### Work order
Find the word "peak" in the data. Return every line where it appears.
***** Data section *****
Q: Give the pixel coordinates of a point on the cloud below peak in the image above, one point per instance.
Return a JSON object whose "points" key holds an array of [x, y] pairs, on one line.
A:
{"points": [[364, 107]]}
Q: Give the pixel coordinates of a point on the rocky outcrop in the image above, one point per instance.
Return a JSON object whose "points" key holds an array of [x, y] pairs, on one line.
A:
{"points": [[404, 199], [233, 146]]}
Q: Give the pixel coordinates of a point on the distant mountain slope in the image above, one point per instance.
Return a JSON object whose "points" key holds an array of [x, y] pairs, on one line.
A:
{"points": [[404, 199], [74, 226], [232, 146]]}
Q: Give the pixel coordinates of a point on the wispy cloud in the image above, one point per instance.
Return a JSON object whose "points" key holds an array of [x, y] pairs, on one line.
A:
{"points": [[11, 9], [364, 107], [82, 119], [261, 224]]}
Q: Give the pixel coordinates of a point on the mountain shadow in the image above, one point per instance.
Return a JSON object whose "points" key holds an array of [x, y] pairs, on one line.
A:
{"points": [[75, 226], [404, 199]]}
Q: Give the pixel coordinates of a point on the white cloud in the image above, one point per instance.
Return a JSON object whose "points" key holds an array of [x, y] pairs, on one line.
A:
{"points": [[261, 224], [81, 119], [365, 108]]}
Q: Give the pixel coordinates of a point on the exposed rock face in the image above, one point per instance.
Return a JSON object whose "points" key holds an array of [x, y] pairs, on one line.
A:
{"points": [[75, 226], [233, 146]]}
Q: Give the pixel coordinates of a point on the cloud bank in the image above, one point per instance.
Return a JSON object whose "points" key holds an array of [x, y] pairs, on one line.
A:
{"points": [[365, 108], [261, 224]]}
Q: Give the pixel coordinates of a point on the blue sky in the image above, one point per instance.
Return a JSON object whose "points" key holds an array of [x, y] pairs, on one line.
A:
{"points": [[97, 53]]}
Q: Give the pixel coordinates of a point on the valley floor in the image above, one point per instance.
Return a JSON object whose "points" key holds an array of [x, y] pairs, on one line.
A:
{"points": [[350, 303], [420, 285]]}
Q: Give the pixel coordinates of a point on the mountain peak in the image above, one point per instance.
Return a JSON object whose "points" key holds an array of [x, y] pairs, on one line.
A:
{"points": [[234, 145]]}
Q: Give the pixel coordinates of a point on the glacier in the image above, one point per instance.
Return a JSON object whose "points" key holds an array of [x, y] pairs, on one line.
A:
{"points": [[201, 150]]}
*****
### Exercise solution
Q: Give the pixel coordinates of a point on the cloud below peak in the image above, one point per instance.
Q: Give the pixel coordinates of a point on the mountain peak in the image above, one point per instance.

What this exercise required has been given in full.